The Appropriate Use criteria for Lecanemab recommends obtaining MRI scans at baseline and prior to the 5th, 7th, 14th and 26th infusions. The authors explain that 81% of ARIA-E occur early and resolve spontaneously within 4 months of radiographic detection.22 The criteria allows continuation of aducanumab* for mild ARIA-E or ARIA-H with monthly MRI monitoring and discontinuation for worsening symptoms. Once the ARIA resolves or stabilizes monthly imaging can be discontinued. The criteria states that the imaging should be read by knowledgeable MRI readers proficient in detection and interpretation of ARIA or clinicals skilled in the identification and interpretation of cerebrovascular lesions and ARIA.
The Appropriate Use recommendations for Donanemab should be performed prior to the 2nd, 3rd, 4th and 7th infusions and 12th in those at high risk for ARIA. The protocol allows continuation of aducanumab* for mild ARIA of edema type mild ARIA-E or ARIA-H with monthly MRI monitoring and discontinuation for worsening symptoms.6
Since ARIA is a new entity, standard radiographic interpretation of ARIA is still under development. Those interpreting the imaging need education and training to ensure accuracy and consistency in reporting. The American College of Radiology, the Alzheimer’s Association, and the Radiological Society of North America are all offering training and continued medical education.19
Radiology
A retrospective report on ARIA was conducted reviewing the imaging of 262 subjects in Phase 2 studies of subjects with mild to moderate AD treated with bapineuzumab, a humanized monoclonal antibody against amyloid β. Two neuroradiologists independently reviewed 2572 MRI scans from 262 participants. The readers were masked to the patient's treatment arm. Patients were included in the risk analysis (n=210) if they did not have evidence of ARIA-E in their pretreatment MRI, had received bapineuzumab, or had at least one MRI scan after treatment. Thirty-six patients (17%) developed ARIA-E during treatment with bapineuzumab, of which 28 patients (78%) were asymptomatic, while 8 were symptomatic. Fifteen of these with ARIA-E detected (42%) on re-read of MRI were not detected previously. All of these patients were asymptomatic and had fewer brain regions involved (mean 1.3, SD=0.5) than patients identified during the clinical studies (mean 2.6, SD=2.4, p=0.0193). Thirteen of the patients whose ARIA-E findings were not detected during the clinical trial continued the bapineuzumab infusions for up to 2 years and remained asymptomatic. This study suggests that ARIA encompasses a spectrum of imaging findings with variable clinical relevance, including many subtle and asymptomatic cases that were not detected during clinical trials. The frequent co-occurrence of ARIA-E and ARIA- H supports a shared underlying pathophysiology, potentially related to transient vascular permeability and vascular amyloid. Associations with APOE ε4 status, treatment dose, and amyloid imaging further indicate a link between ARIA and amyloid burden and clearance, underscoring the need for continued investigation in ongoing amyloid modifying therapy studies. 18
Using the same study population, investigators sought to describe imaging characteristics of ARIA-E and ARIA-H identified.15 The rate of ARIA-H was reported as 12.4% (26/210). They also found that in 49% of those with ARIA-E there was also associated appearance of ARIA-H. The authors conclude this may suggest a common pathophysiologic mechanism. All scans were reviewed by local MR imaging readers and subsequently independently reviewed by the same 2 neuroradiologist as part of the study protocol. They reported the inter-reader kappa value of 0.76 indicated high inter-reader reliability with 94% agreement between neuroradiologist regarding the presence or absence of ARIA-E.

#### WHAT YOU NEED TO DO:
Decide whether each statement below agrees with the text on ARIA imaging. Answer yes or no, and quote the words from the text that settle it.
1. The two neuroradiologists in the bapineuzumab study did not know which treatment arm each patient was in.
2. Most patients who developed ARIA-E during bapineuzumab treatment had symptoms.
3. The American College of Radiology is one of the groups offering training in reading ARIA imaging.

#### RECORDED DATA:

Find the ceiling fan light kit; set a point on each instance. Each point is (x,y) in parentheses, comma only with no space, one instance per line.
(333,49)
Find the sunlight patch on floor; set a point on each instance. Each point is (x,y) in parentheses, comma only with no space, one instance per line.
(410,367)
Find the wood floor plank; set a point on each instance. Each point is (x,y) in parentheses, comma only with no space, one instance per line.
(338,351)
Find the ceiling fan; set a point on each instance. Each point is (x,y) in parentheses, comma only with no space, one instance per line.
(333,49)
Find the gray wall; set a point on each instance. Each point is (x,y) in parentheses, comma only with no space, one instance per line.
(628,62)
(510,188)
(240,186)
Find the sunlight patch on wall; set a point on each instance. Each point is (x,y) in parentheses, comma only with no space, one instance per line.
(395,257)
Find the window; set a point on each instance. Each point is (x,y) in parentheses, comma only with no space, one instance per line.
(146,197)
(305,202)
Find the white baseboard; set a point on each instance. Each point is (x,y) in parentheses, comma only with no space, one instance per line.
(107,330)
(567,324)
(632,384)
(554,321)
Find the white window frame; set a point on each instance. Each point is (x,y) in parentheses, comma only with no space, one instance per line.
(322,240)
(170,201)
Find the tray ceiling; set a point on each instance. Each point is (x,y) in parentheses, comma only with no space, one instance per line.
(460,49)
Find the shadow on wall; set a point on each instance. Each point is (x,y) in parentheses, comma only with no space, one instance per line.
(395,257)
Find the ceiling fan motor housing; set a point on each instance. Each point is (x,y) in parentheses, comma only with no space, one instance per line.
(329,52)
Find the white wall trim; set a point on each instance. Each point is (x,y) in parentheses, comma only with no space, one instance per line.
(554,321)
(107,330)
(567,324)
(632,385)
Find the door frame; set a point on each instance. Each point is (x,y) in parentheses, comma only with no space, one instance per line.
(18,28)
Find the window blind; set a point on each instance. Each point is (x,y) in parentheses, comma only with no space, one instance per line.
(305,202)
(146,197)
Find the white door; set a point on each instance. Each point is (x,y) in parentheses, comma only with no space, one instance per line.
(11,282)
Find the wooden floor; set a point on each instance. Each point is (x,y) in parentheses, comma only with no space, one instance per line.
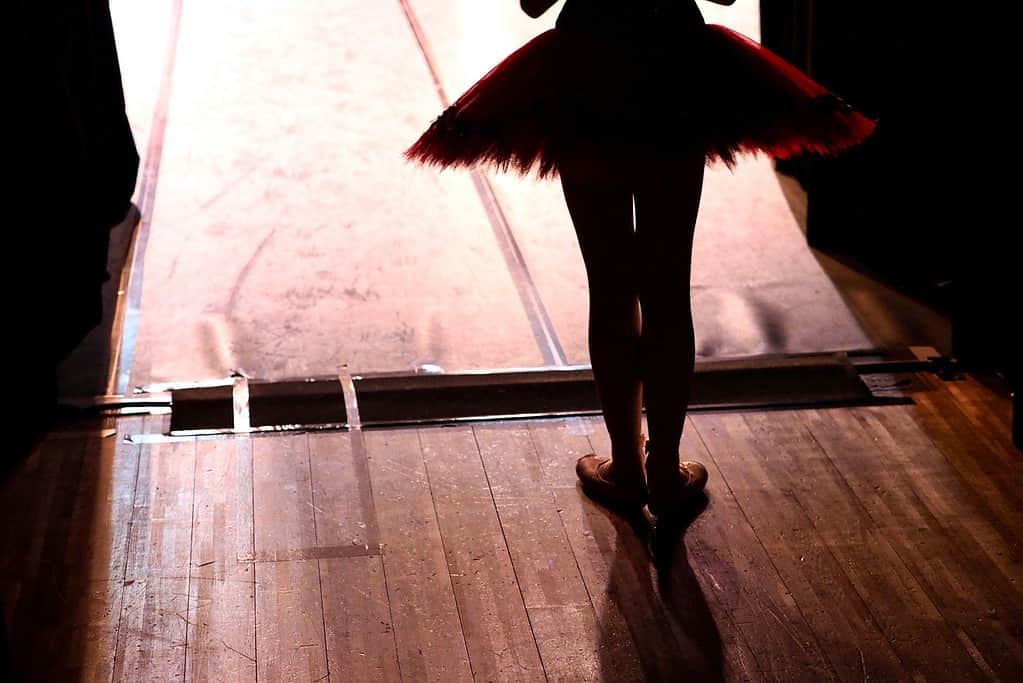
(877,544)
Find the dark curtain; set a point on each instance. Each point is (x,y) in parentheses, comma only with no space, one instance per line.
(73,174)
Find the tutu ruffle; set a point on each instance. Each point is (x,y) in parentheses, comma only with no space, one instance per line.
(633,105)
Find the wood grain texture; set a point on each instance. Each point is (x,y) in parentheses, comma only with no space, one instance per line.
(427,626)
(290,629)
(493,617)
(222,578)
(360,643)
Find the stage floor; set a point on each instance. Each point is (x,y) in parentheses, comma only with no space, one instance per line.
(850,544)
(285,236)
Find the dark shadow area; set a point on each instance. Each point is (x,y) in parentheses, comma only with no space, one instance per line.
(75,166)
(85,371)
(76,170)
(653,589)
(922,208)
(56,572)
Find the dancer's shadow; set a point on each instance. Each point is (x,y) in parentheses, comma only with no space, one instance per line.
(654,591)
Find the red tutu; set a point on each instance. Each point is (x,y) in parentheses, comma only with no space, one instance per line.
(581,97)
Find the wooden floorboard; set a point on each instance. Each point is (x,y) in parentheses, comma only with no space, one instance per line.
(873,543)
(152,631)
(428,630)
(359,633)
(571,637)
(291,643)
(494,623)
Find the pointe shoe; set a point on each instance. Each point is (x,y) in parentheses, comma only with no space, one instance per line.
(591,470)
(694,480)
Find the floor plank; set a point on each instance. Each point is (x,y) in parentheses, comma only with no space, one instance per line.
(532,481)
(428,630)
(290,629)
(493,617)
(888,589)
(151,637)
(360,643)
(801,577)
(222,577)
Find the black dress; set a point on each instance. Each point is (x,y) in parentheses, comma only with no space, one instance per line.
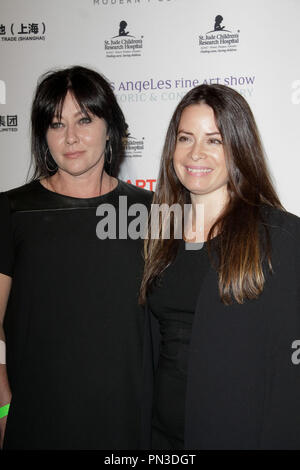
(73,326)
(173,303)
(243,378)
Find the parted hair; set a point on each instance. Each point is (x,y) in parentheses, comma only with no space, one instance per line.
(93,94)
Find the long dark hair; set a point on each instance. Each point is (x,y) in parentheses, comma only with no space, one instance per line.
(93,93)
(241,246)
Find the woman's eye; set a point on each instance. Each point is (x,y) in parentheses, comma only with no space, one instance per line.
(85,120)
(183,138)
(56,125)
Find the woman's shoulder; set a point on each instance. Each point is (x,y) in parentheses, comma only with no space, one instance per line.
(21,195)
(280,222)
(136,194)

---

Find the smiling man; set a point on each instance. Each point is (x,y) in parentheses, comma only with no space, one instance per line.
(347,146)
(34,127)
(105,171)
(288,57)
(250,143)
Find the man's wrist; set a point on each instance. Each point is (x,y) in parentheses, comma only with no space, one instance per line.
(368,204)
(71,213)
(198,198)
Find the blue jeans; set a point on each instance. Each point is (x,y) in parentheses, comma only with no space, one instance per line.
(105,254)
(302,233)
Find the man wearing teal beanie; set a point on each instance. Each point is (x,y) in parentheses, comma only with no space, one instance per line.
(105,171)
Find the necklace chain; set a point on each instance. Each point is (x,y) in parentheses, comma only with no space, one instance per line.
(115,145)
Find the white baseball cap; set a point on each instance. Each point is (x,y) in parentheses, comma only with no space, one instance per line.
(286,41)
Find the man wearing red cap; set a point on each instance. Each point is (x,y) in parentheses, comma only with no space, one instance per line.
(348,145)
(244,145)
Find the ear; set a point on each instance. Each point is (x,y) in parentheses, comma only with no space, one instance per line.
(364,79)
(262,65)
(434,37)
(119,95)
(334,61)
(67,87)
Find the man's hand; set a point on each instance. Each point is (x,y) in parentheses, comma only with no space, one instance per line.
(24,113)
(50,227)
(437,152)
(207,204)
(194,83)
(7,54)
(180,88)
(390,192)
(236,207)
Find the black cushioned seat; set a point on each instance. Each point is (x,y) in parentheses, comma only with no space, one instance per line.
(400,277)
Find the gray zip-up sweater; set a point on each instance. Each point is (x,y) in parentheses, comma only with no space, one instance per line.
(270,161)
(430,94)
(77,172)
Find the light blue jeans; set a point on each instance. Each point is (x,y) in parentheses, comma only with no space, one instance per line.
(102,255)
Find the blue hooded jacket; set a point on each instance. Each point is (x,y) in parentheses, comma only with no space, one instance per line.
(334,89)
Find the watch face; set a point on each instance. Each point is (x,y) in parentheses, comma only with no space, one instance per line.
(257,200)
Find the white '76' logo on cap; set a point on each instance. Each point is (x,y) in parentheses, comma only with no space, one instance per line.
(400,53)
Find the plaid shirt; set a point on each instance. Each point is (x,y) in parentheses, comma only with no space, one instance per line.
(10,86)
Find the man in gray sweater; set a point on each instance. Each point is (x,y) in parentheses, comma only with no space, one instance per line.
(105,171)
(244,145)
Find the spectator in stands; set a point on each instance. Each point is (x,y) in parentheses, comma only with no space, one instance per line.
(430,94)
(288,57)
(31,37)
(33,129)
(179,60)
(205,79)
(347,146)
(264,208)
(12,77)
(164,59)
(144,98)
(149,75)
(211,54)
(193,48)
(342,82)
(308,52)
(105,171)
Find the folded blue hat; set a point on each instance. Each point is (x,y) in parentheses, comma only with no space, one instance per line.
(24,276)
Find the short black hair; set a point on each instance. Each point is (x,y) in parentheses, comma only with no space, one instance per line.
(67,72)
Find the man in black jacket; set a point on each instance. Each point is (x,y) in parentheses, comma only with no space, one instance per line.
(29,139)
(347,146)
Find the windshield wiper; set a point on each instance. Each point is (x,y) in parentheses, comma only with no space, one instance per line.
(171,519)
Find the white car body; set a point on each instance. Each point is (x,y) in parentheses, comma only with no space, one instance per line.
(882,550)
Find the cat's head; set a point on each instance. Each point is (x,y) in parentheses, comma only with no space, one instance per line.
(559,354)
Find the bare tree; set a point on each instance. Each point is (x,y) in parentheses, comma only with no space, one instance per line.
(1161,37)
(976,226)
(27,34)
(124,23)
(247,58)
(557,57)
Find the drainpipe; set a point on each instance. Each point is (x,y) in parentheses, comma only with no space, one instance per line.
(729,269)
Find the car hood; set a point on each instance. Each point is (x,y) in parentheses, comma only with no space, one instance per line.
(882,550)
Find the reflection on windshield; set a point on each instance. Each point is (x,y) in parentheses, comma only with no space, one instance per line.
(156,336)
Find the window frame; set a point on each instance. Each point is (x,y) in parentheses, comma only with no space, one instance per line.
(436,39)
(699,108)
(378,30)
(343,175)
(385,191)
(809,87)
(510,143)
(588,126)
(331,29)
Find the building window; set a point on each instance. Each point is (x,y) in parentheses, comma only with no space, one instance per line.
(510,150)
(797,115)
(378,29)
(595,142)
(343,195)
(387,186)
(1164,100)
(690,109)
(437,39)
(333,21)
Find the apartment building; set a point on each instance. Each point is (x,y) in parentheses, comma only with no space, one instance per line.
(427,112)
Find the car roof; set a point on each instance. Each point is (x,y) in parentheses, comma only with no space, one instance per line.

#### YOUR RESPONSE:
1. Yes: "The readers were masked to the patient's treatment arm."
2. No: "28 patients (78%) were asymptomatic, while 8 were symptomatic."
3. Yes: "The American College of Radiology, the Alzheimer’s Association, and the Radiological Society of North America are all offering training and continued medical education."